[[ PASSAGE PROVIDED open ]]

Ramnad Krishnan (14 September 1918 – 29 January 1973) was a vocalist in the Carnatic tradition. Krishnan did his schooling in Ramnad in Madras Presidency. His elder brother Prof. V Lakshminarayana took him to C. S. Sankarasivam to get him started in music. Later, Krishnan's training under Smt. Brinda combined with his manodharma made many of his concerts quite memorable. His rendering of rakti ragas, notably Begada and Sahana and ragas like Madhyamavathi and Shankarabaranam, among others are unparalleled. He served on the faculty of Government College of Carnatic Music in Madras. He was also a visiting professor at Wesleyan University.

Krishnan came from a musical family (his elder brother was the singer and violinist Prof. V Lakshminarayana) and was one of the founding organizers of the Cleveland Thyagaraja Festival. His younger brother, the mridangist Ramnad Raghavan was on Wesleyan University's faculty. Violinists L. Vaidyanathan, L. Subramaniam and L. Shankar are his nephews. He recorded two albums for Nonesuch Records' legendary Explorer Series.

After his relatively early death, his disciples like Prof. Ritha Rajan, Nagamani Srinath, and Brinda's daughter Vegavahini proved to be able carriers of his legacy.

[[ PASSAGE PROVIDED closed ]]
[[ RECORDS SUPPLIED open ]]

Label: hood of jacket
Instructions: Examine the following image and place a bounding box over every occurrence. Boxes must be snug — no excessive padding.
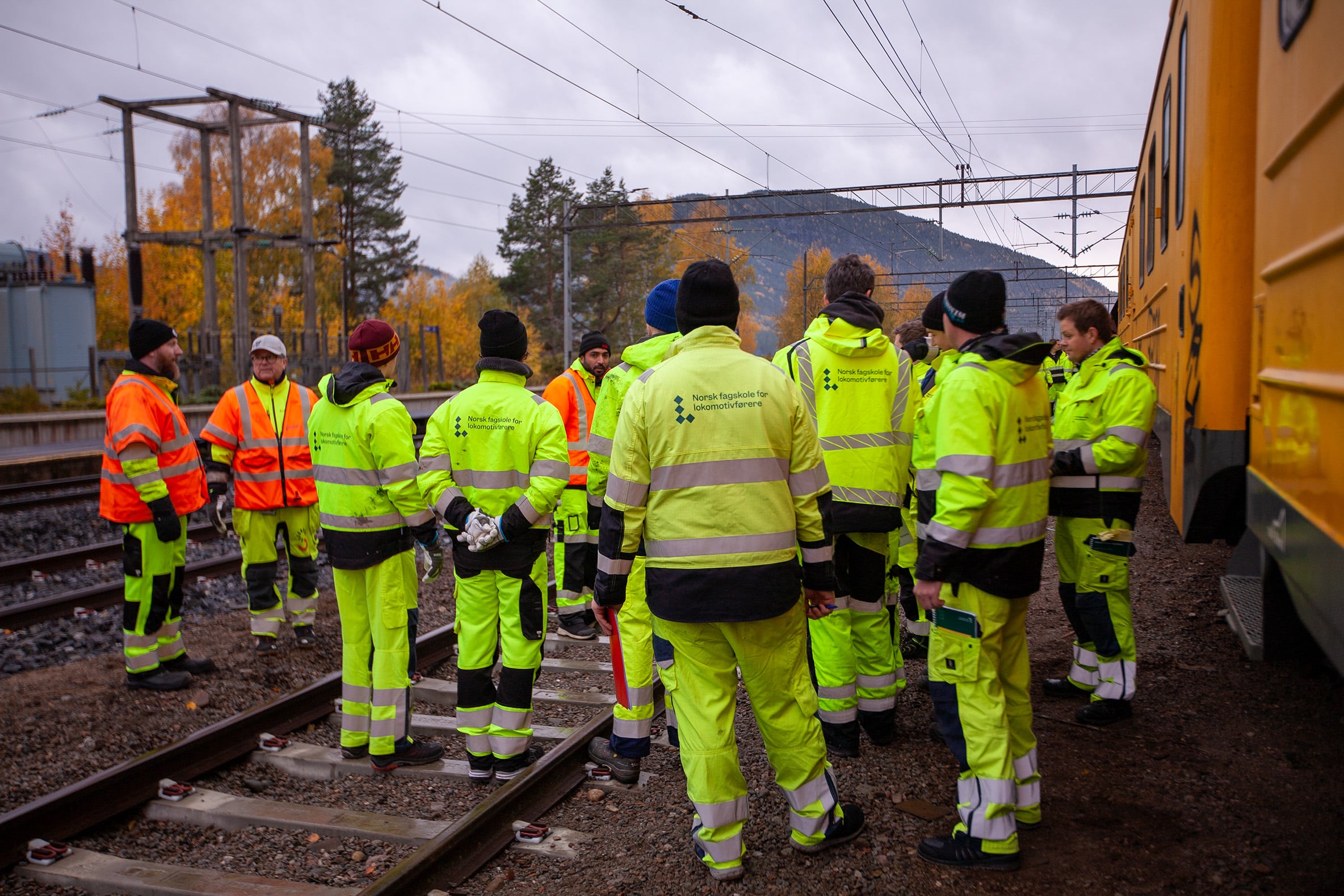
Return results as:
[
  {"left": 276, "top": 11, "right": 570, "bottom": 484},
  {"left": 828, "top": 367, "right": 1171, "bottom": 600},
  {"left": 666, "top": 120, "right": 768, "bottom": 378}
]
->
[
  {"left": 958, "top": 333, "right": 1049, "bottom": 385},
  {"left": 621, "top": 333, "right": 682, "bottom": 371},
  {"left": 804, "top": 293, "right": 891, "bottom": 357},
  {"left": 317, "top": 361, "right": 395, "bottom": 407}
]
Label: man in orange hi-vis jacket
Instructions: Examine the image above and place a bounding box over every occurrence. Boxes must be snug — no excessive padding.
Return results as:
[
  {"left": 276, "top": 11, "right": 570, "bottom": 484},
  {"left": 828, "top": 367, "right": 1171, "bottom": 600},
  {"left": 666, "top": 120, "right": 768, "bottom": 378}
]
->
[{"left": 98, "top": 318, "right": 215, "bottom": 691}]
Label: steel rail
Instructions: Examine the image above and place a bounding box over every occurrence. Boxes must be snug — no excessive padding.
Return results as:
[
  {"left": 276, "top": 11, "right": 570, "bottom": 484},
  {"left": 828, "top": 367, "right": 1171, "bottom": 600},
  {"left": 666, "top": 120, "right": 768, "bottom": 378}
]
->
[{"left": 0, "top": 623, "right": 462, "bottom": 868}]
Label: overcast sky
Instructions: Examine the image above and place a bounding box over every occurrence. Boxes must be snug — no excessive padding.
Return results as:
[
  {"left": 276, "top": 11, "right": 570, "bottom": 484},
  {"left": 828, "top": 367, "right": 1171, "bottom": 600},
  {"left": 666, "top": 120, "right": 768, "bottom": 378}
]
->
[{"left": 0, "top": 0, "right": 1169, "bottom": 282}]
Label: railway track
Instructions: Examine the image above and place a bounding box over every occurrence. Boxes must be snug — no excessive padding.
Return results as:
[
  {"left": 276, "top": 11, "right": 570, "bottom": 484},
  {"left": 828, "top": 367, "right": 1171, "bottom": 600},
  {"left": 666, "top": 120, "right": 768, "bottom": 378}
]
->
[{"left": 0, "top": 623, "right": 650, "bottom": 896}]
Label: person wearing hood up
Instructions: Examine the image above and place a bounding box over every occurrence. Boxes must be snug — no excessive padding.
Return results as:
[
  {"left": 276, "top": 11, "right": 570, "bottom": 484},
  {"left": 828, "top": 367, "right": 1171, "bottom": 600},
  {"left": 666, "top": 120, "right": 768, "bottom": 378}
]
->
[
  {"left": 915, "top": 270, "right": 1051, "bottom": 870},
  {"left": 308, "top": 319, "right": 443, "bottom": 771},
  {"left": 774, "top": 254, "right": 919, "bottom": 756}
]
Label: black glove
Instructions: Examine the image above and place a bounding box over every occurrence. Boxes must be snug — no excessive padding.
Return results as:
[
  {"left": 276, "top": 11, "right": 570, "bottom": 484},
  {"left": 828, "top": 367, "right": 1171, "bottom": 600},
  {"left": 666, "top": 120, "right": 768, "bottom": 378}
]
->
[
  {"left": 148, "top": 497, "right": 182, "bottom": 544},
  {"left": 1049, "top": 449, "right": 1089, "bottom": 476}
]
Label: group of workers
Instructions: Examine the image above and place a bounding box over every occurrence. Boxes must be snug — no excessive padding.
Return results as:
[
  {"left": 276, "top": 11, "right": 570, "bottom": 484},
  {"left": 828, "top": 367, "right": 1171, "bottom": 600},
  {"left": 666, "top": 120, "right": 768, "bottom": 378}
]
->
[{"left": 101, "top": 248, "right": 1154, "bottom": 880}]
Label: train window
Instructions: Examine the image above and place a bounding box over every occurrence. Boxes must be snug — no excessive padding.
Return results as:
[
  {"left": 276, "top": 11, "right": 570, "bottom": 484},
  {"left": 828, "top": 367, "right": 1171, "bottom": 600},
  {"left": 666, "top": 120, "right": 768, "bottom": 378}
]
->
[
  {"left": 1157, "top": 75, "right": 1172, "bottom": 253},
  {"left": 1176, "top": 22, "right": 1190, "bottom": 230},
  {"left": 1144, "top": 134, "right": 1161, "bottom": 274}
]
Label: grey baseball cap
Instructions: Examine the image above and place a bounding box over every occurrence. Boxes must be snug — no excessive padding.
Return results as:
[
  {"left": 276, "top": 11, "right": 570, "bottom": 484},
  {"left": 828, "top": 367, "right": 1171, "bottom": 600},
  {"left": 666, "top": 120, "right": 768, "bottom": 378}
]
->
[{"left": 253, "top": 333, "right": 289, "bottom": 357}]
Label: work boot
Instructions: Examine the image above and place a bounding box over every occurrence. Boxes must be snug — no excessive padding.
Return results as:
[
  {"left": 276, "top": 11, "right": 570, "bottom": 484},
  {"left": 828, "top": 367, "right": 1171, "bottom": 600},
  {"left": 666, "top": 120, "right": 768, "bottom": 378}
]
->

[[ RECORDS SUPPLIED closed ]]

### WHAT TO WORK ON:
According to the passage on Ramnad Krishnan, which record label released his two albums?

### EXERCISE ANSWER:
Nonesuch Records, in its Explorer Series.